** begin Data entries **
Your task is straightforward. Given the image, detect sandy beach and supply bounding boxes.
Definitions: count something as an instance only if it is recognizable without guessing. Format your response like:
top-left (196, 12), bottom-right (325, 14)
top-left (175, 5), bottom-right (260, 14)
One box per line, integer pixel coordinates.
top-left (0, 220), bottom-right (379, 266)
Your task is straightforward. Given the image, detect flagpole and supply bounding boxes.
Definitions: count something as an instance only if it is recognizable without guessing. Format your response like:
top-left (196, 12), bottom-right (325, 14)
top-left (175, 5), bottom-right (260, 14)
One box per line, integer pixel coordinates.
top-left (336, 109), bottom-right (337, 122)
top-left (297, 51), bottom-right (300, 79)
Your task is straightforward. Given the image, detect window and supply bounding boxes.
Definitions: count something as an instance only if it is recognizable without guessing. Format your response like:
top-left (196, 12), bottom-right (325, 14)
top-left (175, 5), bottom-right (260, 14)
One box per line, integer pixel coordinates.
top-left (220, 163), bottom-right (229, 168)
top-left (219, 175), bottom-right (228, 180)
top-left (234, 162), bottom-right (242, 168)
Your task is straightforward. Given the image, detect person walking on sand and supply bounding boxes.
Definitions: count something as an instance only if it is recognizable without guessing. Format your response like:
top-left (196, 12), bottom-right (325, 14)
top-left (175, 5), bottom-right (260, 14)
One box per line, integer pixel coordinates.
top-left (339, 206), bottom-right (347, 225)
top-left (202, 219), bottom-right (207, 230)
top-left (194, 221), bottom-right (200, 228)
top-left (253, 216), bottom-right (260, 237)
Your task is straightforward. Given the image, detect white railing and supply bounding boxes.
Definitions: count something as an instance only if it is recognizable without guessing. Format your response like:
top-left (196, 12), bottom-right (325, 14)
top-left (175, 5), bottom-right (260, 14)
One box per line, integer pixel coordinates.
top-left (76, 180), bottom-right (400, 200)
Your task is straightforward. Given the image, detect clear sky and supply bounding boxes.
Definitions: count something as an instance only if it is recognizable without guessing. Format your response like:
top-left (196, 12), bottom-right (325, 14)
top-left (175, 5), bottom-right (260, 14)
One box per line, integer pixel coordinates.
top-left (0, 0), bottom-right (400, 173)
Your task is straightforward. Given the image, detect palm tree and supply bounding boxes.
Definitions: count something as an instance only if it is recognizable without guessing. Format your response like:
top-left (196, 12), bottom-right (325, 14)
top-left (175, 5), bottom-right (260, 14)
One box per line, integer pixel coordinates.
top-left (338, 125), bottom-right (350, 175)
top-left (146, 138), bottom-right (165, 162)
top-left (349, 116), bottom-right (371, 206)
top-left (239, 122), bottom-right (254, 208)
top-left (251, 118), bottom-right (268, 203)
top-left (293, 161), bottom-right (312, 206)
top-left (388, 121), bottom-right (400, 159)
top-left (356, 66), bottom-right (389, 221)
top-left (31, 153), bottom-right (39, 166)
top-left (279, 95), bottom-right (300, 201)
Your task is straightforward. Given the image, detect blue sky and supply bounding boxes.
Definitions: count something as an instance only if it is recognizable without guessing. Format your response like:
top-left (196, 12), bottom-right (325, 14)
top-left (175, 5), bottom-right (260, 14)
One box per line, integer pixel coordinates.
** end Data entries **
◆ Task instructions
Retype all of the rows above, character for character, with no changes.

◆ Final result
Your task is straightforward. Given the image, detect sandy beach and supply bounding boxes.
Definitions: count something as an instance only if it is recognizable without guessing. Format your response like:
top-left (196, 12), bottom-right (325, 14)
top-left (175, 5), bottom-right (260, 14)
One box per line, integer pixel coordinates.
top-left (0, 220), bottom-right (379, 266)
Your task is straightforward. Given the image, detect flagpole and supply bounding boxes.
Definitions: count something as an instance only if it is recognizable without guessing. Format your response like:
top-left (196, 12), bottom-right (325, 14)
top-left (175, 5), bottom-right (260, 14)
One box per line, integer pixel coordinates.
top-left (336, 109), bottom-right (337, 122)
top-left (297, 51), bottom-right (300, 79)
Your task is straightforward. Given the image, detect window and supply bounding boxes.
Definitions: count something as an instance only if it is recognizable without guessing. Format your response like:
top-left (196, 12), bottom-right (325, 14)
top-left (175, 5), bottom-right (260, 14)
One box per line, integer pixel coordinates.
top-left (220, 163), bottom-right (229, 168)
top-left (219, 175), bottom-right (228, 180)
top-left (234, 162), bottom-right (242, 168)
Your task is straightforward. Given the image, detect person walking on sand and supply bounding boxes.
Definitions: count something as an instance only if it is recognizable without guessing. Format your response like:
top-left (196, 12), bottom-right (325, 14)
top-left (175, 5), bottom-right (260, 14)
One box per line, integer pixel coordinates.
top-left (339, 206), bottom-right (347, 225)
top-left (202, 219), bottom-right (207, 230)
top-left (194, 221), bottom-right (200, 228)
top-left (253, 216), bottom-right (260, 237)
Your task is straightforward. Given the image, detect white railing and supply bounding boxes.
Definitions: count something as an instance only if it is recognizable without guessing. Format your response like:
top-left (196, 12), bottom-right (325, 14)
top-left (175, 5), bottom-right (260, 14)
One box per line, integer pixel coordinates.
top-left (76, 180), bottom-right (400, 200)
Your task is straightforward. Given the image, detect clear sky and supply bounding boxes.
Definitions: count something as an instance only if it is recognizable without guessing. Format your response like:
top-left (196, 12), bottom-right (325, 14)
top-left (175, 5), bottom-right (260, 14)
One box per line, integer pixel coordinates.
top-left (0, 0), bottom-right (400, 173)
Your task is straightforward. Given the image, detect palm tree and supply bounding boxes.
Definitions: count something as an instance only if it is recognizable without guessing. Format your response like:
top-left (196, 12), bottom-right (325, 14)
top-left (175, 5), bottom-right (260, 14)
One box per line, integer pixel coordinates.
top-left (338, 125), bottom-right (350, 175)
top-left (146, 138), bottom-right (165, 162)
top-left (349, 116), bottom-right (371, 206)
top-left (239, 122), bottom-right (254, 208)
top-left (251, 118), bottom-right (268, 203)
top-left (293, 161), bottom-right (312, 206)
top-left (388, 121), bottom-right (400, 159)
top-left (356, 66), bottom-right (389, 221)
top-left (31, 153), bottom-right (39, 166)
top-left (279, 95), bottom-right (300, 201)
Your task is straightforward. Given the image, detect blue sky and supply bounding boxes.
Definitions: count something as an instance only if it is recognizable without guessing. Format your response like:
top-left (196, 12), bottom-right (325, 14)
top-left (175, 5), bottom-right (260, 14)
One box per line, integer pixel coordinates.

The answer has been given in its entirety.